### Data shown
******************************

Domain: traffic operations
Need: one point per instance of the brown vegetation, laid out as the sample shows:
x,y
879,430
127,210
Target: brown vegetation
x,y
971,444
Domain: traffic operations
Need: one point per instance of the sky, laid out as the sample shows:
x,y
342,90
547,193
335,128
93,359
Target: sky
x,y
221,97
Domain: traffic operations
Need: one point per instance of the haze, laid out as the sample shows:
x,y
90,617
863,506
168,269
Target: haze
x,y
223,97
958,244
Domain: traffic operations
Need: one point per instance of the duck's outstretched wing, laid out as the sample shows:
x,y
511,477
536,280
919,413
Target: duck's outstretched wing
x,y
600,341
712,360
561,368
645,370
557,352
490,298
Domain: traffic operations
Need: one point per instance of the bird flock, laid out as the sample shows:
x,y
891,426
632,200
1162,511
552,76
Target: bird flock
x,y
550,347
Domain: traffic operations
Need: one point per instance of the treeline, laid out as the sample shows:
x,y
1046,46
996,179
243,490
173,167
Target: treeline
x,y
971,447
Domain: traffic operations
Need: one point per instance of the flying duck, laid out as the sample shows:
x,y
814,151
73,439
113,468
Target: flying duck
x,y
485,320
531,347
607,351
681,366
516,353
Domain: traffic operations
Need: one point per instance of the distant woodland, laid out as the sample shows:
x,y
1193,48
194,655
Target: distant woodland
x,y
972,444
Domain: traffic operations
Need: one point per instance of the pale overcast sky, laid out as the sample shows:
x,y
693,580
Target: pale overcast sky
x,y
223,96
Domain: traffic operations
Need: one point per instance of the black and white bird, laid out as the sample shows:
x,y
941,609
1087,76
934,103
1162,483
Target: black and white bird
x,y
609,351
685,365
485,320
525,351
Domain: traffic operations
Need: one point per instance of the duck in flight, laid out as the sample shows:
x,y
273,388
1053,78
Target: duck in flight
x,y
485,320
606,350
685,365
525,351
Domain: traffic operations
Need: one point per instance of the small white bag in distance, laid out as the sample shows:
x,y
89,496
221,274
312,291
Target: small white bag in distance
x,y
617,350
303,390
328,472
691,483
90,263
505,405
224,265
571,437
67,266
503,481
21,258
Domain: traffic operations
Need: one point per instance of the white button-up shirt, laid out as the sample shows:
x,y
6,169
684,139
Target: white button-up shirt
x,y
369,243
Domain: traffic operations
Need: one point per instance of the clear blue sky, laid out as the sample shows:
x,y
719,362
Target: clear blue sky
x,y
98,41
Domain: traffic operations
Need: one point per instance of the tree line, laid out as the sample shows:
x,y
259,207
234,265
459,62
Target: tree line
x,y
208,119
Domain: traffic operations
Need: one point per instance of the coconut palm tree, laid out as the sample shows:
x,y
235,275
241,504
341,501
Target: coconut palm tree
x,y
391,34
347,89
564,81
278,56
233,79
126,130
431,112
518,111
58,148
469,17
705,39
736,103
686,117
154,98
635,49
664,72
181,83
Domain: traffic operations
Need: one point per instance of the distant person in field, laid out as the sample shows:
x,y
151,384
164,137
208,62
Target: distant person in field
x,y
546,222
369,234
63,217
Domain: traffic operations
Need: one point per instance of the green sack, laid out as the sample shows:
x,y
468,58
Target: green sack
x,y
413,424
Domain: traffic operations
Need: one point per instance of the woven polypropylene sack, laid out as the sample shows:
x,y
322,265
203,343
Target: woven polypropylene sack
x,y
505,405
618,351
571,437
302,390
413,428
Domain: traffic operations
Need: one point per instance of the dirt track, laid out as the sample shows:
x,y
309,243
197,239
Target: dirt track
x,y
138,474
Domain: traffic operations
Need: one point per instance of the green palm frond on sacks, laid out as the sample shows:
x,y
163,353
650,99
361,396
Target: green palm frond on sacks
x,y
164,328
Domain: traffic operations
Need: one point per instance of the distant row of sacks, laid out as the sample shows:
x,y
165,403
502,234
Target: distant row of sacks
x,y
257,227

******************************

### Aim of the task
How many lines in the material above contain the string "palm"? Reply with the number only.

### Output for this task
4